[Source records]

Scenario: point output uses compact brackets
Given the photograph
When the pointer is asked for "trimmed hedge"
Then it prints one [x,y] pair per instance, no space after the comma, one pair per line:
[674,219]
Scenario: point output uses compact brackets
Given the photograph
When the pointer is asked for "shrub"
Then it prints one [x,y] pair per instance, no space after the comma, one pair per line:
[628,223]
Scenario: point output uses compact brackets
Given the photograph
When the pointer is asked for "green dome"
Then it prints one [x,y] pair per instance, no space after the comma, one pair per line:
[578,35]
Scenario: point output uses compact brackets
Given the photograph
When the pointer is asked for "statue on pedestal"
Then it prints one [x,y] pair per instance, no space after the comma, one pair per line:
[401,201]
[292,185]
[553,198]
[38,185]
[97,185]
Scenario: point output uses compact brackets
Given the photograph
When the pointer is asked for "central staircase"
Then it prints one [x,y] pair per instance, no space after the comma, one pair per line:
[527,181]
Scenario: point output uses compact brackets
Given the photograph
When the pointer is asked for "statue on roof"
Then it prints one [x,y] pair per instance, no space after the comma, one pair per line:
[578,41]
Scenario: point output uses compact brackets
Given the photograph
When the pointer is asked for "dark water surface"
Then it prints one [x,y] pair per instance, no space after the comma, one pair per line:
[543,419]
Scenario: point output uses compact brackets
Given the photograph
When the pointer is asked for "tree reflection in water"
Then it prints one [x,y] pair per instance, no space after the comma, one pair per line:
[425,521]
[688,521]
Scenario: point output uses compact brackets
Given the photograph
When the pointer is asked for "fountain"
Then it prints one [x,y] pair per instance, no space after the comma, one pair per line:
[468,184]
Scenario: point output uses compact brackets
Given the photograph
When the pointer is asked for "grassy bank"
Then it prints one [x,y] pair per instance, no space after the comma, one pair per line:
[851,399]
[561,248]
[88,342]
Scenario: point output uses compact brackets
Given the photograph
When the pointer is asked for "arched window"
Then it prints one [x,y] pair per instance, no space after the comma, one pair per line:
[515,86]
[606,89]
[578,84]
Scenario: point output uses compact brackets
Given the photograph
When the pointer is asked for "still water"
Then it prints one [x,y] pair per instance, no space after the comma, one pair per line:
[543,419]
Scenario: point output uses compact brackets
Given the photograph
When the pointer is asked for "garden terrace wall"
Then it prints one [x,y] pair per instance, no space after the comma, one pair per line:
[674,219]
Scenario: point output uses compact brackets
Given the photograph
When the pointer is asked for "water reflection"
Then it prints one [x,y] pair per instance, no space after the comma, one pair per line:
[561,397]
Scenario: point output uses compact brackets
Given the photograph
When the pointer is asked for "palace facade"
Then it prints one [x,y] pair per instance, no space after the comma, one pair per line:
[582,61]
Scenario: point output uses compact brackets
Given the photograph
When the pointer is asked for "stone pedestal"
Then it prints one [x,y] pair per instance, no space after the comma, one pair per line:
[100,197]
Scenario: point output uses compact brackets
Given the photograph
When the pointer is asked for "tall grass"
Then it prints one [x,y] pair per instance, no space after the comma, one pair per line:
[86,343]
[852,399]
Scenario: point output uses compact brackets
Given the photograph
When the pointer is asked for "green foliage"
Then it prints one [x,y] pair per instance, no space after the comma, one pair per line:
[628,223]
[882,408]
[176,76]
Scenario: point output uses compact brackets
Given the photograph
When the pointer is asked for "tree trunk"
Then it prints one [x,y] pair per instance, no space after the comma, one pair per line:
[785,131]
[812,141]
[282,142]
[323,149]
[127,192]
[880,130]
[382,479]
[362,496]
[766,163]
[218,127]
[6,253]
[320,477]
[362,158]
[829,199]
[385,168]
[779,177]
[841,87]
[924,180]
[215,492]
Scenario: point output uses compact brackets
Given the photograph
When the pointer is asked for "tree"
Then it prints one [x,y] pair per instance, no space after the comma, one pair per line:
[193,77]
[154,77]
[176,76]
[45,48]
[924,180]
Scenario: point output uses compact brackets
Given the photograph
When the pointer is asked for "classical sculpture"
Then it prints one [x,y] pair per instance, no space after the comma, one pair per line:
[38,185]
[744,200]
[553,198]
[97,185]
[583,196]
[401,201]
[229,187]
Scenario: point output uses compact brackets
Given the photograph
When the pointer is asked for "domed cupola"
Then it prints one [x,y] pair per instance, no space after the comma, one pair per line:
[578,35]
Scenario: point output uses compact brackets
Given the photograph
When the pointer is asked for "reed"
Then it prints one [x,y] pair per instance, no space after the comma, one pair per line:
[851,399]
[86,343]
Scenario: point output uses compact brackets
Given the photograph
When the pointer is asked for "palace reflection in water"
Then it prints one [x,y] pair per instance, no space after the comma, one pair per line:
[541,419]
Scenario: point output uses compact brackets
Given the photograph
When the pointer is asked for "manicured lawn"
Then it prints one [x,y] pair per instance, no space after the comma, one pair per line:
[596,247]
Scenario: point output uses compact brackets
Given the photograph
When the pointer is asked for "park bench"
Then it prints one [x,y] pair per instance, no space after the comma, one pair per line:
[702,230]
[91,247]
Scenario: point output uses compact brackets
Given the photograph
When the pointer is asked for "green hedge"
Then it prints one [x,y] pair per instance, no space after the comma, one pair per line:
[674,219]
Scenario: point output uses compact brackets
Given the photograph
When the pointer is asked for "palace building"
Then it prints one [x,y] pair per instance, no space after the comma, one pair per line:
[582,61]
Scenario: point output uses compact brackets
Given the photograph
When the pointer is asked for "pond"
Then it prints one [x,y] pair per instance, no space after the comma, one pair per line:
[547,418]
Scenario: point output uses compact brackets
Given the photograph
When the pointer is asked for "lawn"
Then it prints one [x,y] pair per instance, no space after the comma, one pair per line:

* [Problem to work on]: Show all of the lines above in which "statue" is present.

* [Solution]:
When the pointer is asked for "statue on pedestal"
When the pointer is asked for "statue on roof"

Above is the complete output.